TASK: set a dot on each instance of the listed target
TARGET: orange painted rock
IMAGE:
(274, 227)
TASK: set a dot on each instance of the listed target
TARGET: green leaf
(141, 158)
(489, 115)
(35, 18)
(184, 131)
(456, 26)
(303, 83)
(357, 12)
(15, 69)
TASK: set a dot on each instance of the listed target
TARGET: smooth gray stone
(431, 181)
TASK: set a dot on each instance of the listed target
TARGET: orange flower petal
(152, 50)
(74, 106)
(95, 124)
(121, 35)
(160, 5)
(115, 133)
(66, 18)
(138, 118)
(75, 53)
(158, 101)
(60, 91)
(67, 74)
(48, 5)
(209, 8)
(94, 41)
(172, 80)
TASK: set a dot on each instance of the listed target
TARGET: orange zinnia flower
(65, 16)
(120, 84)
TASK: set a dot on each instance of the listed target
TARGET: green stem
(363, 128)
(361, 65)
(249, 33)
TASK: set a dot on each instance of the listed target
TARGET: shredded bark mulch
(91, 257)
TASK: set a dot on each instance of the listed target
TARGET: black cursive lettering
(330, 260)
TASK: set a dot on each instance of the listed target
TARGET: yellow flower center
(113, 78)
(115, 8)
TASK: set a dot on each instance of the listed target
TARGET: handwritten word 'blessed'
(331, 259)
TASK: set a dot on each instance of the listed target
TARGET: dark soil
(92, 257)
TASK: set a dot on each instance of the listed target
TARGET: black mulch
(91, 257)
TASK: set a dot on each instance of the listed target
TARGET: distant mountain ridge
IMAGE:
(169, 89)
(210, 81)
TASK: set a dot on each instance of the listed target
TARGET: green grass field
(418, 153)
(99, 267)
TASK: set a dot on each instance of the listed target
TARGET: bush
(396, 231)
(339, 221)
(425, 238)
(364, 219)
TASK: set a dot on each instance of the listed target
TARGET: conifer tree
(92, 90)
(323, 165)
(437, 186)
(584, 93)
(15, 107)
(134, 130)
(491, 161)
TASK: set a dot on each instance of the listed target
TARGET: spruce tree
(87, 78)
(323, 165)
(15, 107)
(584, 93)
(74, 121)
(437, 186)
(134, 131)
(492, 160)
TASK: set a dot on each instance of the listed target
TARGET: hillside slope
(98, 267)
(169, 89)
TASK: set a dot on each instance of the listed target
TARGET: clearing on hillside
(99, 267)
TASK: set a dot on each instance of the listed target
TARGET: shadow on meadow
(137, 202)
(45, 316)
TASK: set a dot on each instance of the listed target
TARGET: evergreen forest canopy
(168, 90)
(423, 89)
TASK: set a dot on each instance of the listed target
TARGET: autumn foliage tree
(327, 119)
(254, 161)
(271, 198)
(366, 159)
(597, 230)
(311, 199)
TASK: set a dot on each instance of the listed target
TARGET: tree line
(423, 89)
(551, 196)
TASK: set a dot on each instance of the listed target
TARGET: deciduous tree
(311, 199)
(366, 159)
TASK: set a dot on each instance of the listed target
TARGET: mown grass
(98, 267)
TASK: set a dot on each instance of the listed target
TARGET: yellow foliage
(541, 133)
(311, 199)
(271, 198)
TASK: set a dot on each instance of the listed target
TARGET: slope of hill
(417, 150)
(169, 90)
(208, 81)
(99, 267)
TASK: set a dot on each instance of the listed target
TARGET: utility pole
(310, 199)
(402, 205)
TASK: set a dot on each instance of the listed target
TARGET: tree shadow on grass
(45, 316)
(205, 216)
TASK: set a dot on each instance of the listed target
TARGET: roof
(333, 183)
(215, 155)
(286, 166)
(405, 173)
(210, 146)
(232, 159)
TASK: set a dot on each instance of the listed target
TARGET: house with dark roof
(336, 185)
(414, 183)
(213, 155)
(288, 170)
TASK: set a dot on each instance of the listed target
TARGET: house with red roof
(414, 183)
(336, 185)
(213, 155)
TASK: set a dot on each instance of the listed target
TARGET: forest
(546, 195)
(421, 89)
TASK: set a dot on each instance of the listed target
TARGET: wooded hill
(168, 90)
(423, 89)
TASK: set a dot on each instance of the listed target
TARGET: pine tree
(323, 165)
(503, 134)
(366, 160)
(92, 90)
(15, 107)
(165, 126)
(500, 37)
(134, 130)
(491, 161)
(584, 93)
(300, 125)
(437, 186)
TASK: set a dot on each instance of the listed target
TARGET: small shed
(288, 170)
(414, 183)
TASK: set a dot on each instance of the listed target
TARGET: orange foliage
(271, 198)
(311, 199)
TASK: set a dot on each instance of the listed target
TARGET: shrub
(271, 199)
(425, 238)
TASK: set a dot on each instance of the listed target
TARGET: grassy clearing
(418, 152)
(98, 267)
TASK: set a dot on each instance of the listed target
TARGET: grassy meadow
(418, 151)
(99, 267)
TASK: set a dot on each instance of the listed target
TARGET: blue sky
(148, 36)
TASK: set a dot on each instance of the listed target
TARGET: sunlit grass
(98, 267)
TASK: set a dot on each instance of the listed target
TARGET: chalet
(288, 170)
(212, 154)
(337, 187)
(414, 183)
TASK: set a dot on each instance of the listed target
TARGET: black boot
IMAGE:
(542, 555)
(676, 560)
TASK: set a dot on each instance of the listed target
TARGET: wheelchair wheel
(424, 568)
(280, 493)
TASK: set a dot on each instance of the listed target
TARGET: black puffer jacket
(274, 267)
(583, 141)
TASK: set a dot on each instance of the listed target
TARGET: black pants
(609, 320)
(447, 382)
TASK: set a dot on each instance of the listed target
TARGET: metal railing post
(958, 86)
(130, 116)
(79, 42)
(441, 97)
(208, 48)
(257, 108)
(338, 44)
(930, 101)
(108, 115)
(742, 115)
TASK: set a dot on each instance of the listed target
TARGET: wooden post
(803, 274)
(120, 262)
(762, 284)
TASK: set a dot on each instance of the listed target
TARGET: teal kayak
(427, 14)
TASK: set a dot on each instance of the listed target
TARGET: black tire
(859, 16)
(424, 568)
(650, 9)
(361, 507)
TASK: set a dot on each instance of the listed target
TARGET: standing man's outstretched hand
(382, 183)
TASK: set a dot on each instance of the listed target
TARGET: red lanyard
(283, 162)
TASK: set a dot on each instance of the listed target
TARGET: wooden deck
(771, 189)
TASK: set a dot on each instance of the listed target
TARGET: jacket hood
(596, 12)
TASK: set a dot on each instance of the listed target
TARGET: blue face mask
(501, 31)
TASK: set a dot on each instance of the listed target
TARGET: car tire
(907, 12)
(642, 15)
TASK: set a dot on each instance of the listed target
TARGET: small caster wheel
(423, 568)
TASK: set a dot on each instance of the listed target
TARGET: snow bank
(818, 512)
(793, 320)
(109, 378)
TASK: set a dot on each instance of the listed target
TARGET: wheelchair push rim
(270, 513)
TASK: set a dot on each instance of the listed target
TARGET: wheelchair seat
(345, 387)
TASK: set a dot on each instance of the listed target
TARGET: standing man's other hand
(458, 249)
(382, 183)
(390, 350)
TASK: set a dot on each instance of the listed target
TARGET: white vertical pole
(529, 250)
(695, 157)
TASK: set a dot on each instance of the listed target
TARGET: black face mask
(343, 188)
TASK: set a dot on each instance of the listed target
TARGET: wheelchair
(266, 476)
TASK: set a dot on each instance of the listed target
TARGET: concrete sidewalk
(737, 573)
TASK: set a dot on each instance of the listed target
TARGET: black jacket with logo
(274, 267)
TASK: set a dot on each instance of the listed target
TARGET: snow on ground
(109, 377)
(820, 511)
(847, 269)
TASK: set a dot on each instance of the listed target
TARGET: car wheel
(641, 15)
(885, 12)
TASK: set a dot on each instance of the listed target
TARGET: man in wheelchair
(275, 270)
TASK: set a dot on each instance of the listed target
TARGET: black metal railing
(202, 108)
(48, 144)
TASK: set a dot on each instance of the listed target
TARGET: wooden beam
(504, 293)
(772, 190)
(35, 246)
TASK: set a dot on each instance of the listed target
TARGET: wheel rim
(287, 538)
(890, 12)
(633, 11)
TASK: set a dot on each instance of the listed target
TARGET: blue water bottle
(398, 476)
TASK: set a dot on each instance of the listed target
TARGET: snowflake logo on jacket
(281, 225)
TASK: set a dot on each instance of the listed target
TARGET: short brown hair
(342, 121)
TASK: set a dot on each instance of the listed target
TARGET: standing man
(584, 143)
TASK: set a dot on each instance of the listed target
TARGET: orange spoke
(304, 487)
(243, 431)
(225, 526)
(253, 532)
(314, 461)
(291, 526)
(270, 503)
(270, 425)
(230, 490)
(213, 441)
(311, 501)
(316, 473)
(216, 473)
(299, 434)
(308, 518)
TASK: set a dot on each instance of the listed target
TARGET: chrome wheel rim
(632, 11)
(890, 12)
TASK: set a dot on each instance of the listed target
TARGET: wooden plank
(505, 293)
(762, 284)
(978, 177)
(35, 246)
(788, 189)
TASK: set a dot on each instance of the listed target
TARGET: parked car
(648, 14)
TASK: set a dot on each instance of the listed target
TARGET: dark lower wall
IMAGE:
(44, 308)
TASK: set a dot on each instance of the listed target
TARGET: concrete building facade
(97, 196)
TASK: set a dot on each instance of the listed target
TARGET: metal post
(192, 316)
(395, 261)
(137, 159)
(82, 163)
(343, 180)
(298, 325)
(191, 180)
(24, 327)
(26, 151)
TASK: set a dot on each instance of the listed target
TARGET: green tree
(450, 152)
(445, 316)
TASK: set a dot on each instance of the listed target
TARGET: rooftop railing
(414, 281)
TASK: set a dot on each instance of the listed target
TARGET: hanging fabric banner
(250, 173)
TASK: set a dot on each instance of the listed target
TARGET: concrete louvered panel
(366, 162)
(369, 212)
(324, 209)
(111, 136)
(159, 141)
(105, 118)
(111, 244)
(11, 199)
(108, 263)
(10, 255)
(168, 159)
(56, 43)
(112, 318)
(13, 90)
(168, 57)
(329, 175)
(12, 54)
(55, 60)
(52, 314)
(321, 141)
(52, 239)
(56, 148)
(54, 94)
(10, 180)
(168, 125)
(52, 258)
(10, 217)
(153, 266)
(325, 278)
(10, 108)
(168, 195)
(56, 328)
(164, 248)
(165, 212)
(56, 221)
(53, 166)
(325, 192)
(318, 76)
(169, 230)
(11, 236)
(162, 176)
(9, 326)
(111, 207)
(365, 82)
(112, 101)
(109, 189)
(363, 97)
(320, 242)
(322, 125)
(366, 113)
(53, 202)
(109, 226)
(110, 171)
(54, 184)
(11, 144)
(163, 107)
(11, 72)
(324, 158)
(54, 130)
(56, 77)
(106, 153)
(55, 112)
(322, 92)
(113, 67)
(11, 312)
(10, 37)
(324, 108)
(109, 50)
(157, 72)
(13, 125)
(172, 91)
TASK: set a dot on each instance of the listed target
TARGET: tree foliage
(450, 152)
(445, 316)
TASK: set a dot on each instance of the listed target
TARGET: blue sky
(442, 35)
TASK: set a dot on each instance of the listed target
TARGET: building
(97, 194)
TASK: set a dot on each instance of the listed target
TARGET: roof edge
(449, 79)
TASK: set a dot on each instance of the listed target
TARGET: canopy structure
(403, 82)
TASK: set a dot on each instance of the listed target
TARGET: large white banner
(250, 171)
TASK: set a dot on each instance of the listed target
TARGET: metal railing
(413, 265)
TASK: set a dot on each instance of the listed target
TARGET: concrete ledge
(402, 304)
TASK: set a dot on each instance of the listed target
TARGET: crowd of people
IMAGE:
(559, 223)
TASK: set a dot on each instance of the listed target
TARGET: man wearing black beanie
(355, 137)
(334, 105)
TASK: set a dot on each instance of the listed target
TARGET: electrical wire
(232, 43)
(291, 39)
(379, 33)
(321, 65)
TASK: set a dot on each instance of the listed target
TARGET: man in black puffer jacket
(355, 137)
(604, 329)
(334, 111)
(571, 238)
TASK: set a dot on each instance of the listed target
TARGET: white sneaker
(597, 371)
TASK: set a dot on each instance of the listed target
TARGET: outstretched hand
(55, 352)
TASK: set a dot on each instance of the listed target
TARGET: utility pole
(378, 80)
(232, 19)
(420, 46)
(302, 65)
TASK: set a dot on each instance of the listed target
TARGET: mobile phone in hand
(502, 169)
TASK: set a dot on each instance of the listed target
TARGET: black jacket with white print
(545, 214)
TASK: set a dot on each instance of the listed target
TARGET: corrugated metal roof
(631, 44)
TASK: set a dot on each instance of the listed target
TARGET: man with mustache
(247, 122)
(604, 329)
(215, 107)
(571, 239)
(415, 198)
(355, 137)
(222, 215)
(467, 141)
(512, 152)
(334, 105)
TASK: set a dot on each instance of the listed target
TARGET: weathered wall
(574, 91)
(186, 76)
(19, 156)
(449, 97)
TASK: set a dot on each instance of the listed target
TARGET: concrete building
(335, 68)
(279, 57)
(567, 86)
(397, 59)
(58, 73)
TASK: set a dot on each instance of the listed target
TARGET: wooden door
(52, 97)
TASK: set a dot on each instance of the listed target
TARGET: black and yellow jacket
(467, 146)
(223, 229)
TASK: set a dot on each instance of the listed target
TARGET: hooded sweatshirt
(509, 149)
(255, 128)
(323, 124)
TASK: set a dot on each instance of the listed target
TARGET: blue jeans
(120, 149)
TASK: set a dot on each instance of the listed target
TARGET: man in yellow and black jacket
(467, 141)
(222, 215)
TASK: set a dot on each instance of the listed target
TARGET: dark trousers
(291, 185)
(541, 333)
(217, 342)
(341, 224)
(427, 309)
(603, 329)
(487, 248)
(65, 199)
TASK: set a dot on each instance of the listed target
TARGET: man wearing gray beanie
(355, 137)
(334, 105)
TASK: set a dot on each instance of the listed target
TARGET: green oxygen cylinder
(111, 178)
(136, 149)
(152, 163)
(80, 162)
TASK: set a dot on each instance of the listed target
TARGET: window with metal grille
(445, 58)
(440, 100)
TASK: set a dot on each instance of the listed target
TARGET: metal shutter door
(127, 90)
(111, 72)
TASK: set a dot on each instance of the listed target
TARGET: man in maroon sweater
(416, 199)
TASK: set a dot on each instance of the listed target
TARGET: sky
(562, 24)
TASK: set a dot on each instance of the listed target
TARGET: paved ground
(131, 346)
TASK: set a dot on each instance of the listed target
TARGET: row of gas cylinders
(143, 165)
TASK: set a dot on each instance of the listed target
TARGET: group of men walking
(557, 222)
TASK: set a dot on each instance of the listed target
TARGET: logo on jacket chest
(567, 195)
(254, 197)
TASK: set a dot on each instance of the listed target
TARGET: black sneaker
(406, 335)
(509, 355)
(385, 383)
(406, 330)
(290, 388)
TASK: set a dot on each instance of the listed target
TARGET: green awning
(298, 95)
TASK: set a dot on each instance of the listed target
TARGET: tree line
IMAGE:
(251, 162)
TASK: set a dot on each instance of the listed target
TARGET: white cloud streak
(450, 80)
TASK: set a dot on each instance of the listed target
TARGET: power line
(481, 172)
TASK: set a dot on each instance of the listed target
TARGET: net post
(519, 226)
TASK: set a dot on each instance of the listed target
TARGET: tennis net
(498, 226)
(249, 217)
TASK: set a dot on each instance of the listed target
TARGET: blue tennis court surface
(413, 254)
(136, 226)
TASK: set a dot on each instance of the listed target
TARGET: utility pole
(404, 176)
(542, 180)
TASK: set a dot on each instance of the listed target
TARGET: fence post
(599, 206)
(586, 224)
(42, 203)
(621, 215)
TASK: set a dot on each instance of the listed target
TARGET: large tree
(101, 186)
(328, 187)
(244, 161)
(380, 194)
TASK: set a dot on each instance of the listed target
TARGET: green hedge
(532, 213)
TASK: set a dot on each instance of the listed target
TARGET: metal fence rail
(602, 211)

────────────────────

- **Stated task**
Count the lines above that contain the word "clearing", matching case exactly. Reply with the number only.

- **Solution for this problem**
2